ACTIVITY:
Please state how many lines in the records contain the string "pointer", with no words besides the number.

MATERIAL PROVIDED:
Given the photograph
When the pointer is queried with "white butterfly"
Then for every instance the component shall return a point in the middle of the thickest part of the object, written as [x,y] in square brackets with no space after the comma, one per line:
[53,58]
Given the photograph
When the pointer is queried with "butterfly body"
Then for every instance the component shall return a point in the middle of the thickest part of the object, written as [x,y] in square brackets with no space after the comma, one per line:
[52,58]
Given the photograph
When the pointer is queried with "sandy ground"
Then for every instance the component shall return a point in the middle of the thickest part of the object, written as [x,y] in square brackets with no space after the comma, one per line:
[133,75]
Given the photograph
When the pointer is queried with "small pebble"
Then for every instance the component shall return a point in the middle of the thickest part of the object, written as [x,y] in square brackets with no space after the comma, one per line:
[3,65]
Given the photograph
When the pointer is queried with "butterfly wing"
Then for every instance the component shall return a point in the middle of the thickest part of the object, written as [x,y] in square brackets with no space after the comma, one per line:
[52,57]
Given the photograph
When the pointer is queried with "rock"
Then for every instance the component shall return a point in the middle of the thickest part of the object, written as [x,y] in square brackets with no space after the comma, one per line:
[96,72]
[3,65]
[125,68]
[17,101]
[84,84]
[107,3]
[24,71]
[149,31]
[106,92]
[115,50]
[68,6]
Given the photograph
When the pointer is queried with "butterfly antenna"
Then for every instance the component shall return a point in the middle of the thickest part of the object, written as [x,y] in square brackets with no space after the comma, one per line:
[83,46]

* * *

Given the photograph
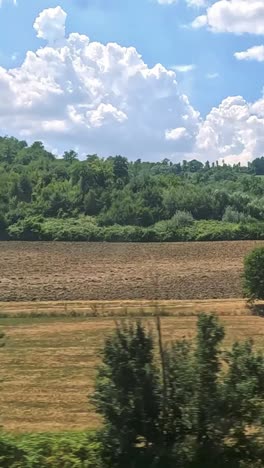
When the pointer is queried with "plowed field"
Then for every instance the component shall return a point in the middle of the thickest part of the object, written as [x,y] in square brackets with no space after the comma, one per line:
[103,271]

RESULT OF THIS TASK:
8